What you are asked to do →
What is needed here is an exact reprint of every record below.

=====

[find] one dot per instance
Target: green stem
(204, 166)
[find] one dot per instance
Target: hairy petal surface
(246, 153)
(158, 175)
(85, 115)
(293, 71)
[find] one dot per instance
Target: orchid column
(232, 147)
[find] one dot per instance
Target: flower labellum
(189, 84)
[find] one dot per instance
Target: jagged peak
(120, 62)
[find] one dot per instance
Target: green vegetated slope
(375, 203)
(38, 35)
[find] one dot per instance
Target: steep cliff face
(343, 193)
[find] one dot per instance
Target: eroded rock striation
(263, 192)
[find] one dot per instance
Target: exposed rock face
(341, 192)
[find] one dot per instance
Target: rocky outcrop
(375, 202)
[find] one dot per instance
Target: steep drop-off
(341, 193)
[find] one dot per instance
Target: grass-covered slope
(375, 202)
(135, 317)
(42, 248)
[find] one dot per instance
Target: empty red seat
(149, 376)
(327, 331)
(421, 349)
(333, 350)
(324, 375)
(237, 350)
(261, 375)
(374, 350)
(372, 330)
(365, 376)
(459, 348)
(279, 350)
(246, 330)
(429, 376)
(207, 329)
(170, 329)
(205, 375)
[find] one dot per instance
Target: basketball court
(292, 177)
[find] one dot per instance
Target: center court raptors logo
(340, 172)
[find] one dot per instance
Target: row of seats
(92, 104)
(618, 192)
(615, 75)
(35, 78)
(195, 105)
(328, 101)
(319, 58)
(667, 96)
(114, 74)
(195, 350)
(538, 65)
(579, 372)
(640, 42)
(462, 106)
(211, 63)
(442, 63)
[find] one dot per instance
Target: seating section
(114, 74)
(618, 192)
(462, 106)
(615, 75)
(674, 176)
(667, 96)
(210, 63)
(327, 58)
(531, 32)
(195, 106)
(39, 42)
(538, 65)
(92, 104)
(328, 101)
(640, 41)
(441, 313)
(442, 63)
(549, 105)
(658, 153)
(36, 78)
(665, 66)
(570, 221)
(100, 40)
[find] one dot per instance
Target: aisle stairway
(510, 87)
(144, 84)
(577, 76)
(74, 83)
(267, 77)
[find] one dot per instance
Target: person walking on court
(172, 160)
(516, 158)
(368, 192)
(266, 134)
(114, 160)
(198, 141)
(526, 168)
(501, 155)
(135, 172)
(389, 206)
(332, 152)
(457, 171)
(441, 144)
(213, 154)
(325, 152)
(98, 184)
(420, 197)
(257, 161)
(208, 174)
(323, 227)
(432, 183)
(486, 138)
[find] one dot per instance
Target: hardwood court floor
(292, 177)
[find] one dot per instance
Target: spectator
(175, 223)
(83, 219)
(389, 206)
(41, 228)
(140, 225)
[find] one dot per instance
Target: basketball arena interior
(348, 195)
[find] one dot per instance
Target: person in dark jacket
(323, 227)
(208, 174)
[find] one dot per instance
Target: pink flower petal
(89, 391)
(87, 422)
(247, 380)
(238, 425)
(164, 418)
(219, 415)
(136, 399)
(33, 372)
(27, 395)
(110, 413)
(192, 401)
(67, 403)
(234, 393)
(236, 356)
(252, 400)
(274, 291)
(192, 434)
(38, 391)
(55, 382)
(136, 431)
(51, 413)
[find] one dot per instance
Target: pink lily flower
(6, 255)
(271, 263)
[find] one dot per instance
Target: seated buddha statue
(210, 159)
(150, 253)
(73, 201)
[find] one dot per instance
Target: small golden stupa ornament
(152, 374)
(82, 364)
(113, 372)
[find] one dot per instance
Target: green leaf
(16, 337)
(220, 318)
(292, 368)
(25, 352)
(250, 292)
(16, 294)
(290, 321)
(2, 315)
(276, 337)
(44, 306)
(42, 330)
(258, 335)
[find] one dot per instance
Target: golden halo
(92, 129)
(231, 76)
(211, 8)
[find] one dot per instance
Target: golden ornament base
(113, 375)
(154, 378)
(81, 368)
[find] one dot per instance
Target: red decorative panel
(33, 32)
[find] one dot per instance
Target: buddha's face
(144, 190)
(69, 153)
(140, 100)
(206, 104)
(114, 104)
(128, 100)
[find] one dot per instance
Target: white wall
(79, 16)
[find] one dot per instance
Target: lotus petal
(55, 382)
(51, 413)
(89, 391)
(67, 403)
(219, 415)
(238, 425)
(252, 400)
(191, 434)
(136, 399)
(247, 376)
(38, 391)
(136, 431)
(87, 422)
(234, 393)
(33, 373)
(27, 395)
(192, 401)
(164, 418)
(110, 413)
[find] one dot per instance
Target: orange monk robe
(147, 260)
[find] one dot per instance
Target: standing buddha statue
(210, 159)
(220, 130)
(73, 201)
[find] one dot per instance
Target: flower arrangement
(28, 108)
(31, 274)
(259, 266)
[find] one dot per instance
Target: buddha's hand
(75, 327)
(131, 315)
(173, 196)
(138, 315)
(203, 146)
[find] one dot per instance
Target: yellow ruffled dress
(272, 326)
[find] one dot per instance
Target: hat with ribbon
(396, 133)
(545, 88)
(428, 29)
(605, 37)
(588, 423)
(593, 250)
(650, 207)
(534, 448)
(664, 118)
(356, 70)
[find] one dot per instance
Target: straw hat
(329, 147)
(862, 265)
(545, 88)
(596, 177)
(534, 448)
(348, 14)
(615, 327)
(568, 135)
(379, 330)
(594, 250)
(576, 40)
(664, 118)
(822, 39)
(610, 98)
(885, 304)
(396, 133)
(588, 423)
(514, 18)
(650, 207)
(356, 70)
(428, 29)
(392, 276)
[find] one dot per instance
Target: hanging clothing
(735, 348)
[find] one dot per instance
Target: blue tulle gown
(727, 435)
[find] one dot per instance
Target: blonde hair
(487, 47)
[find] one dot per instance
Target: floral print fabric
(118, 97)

=====

Answer to this exercise →
[find] one dot per instance
Target: green stem
(204, 166)
[find] one dot per instance
Target: hairy petal surface
(246, 153)
(158, 175)
(85, 115)
(293, 71)
[find] one dot per instance
Target: orchid column
(232, 147)
[find] one dot per instance
Target: flower labellum
(189, 84)
[find] one dot per instance
Target: jagged peak
(120, 62)
[find] one dot per instance
Target: green vegetated slope
(375, 203)
(38, 35)
[find] one dot per instance
Target: steep cliff face
(343, 193)
[find] one dot per instance
Target: eroded rock striation
(263, 192)
[find] one dot per instance
Target: exposed rock face
(341, 192)
[find] one dot per instance
Target: rocky outcrop
(375, 202)
[find] one dot per instance
Target: steep drop-off
(341, 193)
[find] one dot per instance
Target: grass-covered slope
(375, 202)
(135, 317)
(42, 248)
[find] one dot per instance
Target: empty red seat
(149, 376)
(327, 331)
(421, 349)
(333, 350)
(324, 375)
(237, 350)
(261, 375)
(374, 350)
(372, 330)
(365, 376)
(459, 348)
(279, 350)
(246, 330)
(429, 376)
(207, 329)
(170, 329)
(205, 375)
[find] one dot per instance
Target: basketball court
(292, 177)
[find] one dot per instance
Target: center court raptors logo
(340, 172)
[find] one dot per instance
Target: row of seats
(92, 104)
(618, 192)
(615, 75)
(35, 78)
(195, 105)
(328, 101)
(319, 58)
(667, 96)
(114, 74)
(195, 350)
(538, 65)
(579, 372)
(640, 42)
(462, 106)
(211, 63)
(442, 63)
[find] one dot per instance
Target: seating section
(114, 74)
(618, 192)
(462, 106)
(615, 75)
(674, 176)
(667, 96)
(210, 63)
(327, 58)
(531, 32)
(195, 106)
(39, 42)
(538, 65)
(92, 104)
(328, 101)
(640, 41)
(441, 313)
(442, 63)
(549, 105)
(658, 153)
(36, 78)
(665, 66)
(570, 221)
(100, 40)
[find] one dot per instance
Target: aisle stairway
(510, 87)
(144, 84)
(577, 76)
(74, 83)
(267, 77)
[find] one dot per instance
Target: person walking on court
(172, 160)
(516, 158)
(368, 192)
(266, 134)
(114, 160)
(198, 141)
(526, 168)
(501, 155)
(135, 172)
(389, 206)
(332, 152)
(457, 171)
(441, 144)
(213, 154)
(325, 152)
(98, 184)
(420, 197)
(257, 161)
(208, 174)
(323, 227)
(432, 183)
(486, 138)
[find] one dot per instance
Target: hardwood court floor
(292, 177)
[find] one dot per instance
Target: spectator
(175, 223)
(83, 219)
(389, 206)
(41, 228)
(140, 225)
[find] one dot per instance
Target: basketball arena interior
(348, 195)
[find] one dot per instance
Target: person in dark jacket
(323, 227)
(208, 174)
[find] one dot per instance
Target: pink flower petal
(89, 391)
(87, 422)
(247, 380)
(238, 425)
(164, 418)
(219, 415)
(136, 399)
(33, 372)
(27, 395)
(110, 413)
(192, 401)
(67, 403)
(234, 393)
(236, 356)
(252, 400)
(274, 291)
(192, 434)
(38, 391)
(55, 382)
(136, 431)
(51, 413)
[find] one dot per instance
Target: pink lily flower
(6, 255)
(271, 263)
[find] one dot per instance
Target: seated buddha statue
(210, 159)
(150, 253)
(73, 201)
[find] one dot per instance
Target: small golden stupa ornament
(152, 374)
(82, 364)
(113, 372)
[find] one dot per instance
Target: green leaf
(16, 337)
(220, 318)
(292, 368)
(25, 352)
(250, 292)
(16, 294)
(290, 321)
(2, 315)
(276, 337)
(44, 306)
(42, 330)
(258, 335)
[find] one dot per instance
Target: golden halo
(92, 129)
(231, 76)
(211, 8)
[find] one dot per instance
Target: golden ornament base
(113, 375)
(154, 378)
(81, 368)
[find] one dot per instance
Target: red decorative panel
(33, 32)
[find] one dot per instance
Target: buddha's face
(144, 190)
(69, 153)
(140, 100)
(206, 104)
(114, 104)
(128, 100)
[find] one dot per instance
Target: white wall
(79, 16)
[find] one dot per instance
Target: lotus petal
(55, 382)
(51, 413)
(89, 391)
(67, 403)
(219, 415)
(238, 425)
(252, 400)
(191, 434)
(136, 399)
(247, 376)
(38, 391)
(136, 431)
(87, 422)
(234, 393)
(33, 373)
(27, 395)
(192, 401)
(164, 418)
(110, 413)
[find] one dot per instance
Target: orange monk robe
(147, 260)
[find] one dot per instance
Target: standing buddha statue
(210, 159)
(220, 130)
(73, 201)
[find] one dot per instance
Target: flower arrangement
(28, 108)
(31, 274)
(259, 266)
[find] one dot per instance
Target: buddha's hand
(75, 327)
(131, 315)
(173, 196)
(138, 315)
(203, 146)
[find] one dot per instance
Target: yellow ruffled dress
(272, 326)
[find] one dot per instance
Target: hat with ribbon
(396, 133)
(545, 88)
(428, 29)
(605, 37)
(588, 423)
(593, 250)
(650, 207)
(534, 448)
(664, 118)
(356, 70)
[find] one dot per instance
Target: straw hat
(329, 147)
(862, 265)
(545, 88)
(596, 177)
(534, 448)
(348, 14)
(615, 327)
(568, 135)
(379, 330)
(594, 250)
(576, 40)
(664, 118)
(822, 39)
(610, 98)
(885, 304)
(396, 133)
(588, 423)
(514, 18)
(650, 207)
(356, 70)
(428, 29)
(392, 276)
[find] one dot per instance
Target: hanging clothing
(735, 348)
[find] one dot per instance
Target: blue tulle gown
(727, 435)
[find] one dot per instance
Target: blonde hair
(487, 47)
[find] one dot per instance
Target: floral print fabric
(118, 97)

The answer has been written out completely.